● **WHAT NEEDS TO BE DONE**
Rewrite the records from the line that has "Given the image above, determine whether any bird's beak" through the line that has "[[0, 0, 260, 129]]", switching every "report" to "return" and changing nothing else. Give only those lines.

— START RECORD SET —

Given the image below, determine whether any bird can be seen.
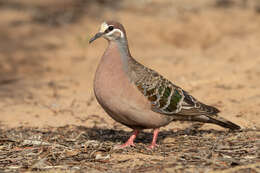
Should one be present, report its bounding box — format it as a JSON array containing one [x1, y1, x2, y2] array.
[[89, 21, 240, 149]]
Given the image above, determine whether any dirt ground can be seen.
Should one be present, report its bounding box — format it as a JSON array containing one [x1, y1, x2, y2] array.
[[0, 0, 260, 173]]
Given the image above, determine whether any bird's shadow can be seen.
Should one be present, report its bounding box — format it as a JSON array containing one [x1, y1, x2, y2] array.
[[76, 126, 255, 144]]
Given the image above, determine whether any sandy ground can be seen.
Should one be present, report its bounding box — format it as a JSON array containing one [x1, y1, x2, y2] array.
[[0, 0, 260, 172]]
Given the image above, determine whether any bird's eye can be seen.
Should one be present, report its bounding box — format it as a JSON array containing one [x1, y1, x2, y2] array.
[[108, 26, 114, 31]]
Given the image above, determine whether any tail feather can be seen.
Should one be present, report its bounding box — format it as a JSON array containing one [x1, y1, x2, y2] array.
[[208, 116, 241, 130]]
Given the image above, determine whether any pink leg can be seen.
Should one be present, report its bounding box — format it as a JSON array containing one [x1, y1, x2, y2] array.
[[115, 130, 139, 149], [148, 129, 159, 149]]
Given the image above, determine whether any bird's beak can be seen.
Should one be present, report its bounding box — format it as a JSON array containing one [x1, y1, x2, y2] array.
[[89, 32, 104, 44]]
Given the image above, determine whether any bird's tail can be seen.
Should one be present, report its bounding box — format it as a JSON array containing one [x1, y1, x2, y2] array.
[[208, 116, 241, 130]]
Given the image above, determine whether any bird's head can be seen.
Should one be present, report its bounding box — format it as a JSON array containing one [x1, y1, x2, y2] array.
[[89, 21, 126, 43]]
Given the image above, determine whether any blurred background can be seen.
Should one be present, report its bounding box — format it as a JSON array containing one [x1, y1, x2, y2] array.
[[0, 0, 260, 129]]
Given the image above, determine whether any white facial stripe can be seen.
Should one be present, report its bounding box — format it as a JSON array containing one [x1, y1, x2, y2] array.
[[106, 29, 124, 38], [99, 22, 109, 33]]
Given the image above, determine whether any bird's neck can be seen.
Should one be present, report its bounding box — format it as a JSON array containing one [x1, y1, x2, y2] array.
[[109, 40, 135, 73]]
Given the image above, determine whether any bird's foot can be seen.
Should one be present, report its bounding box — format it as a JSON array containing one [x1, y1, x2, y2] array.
[[147, 129, 159, 150], [114, 130, 139, 149]]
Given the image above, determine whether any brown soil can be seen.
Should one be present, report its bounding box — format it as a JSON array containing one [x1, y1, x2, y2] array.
[[0, 0, 260, 172]]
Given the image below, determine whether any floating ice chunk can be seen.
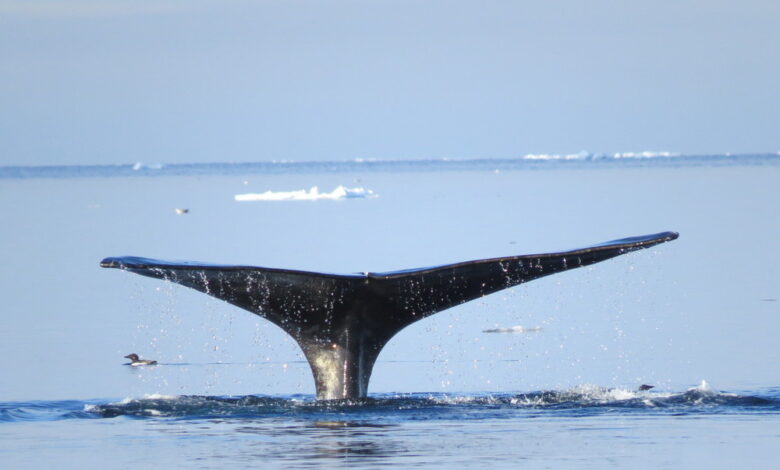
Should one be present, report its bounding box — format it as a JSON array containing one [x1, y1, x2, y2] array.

— END RECORD SET —

● **OUTPUT FOR THIS EXERCISE**
Given the image above, determine whether any bird's beak can be seen.
Should one be present, return its bounding box — format it as a JSON array containing one [x1, y1, x2, y2] array.
[[89, 32, 104, 44]]
Given the image above, determine whether any bird's tail can be seen.
Should one be present, return its bounding box — format it as a JSON array containing one [x1, y1, x2, y2] array.
[[208, 116, 241, 130]]
Given the image above, determine whether any bird's head can be seen.
Should one be present, return its bounding box — format it as a JSON array containing one [x1, y1, x2, y2] array.
[[89, 21, 126, 43]]
Given the image above, determine whether any blurred background can be seen.
Should one be present, return its bounding box — format it as a JSON array containing one [x1, y1, x2, y2] array.
[[0, 0, 260, 129]]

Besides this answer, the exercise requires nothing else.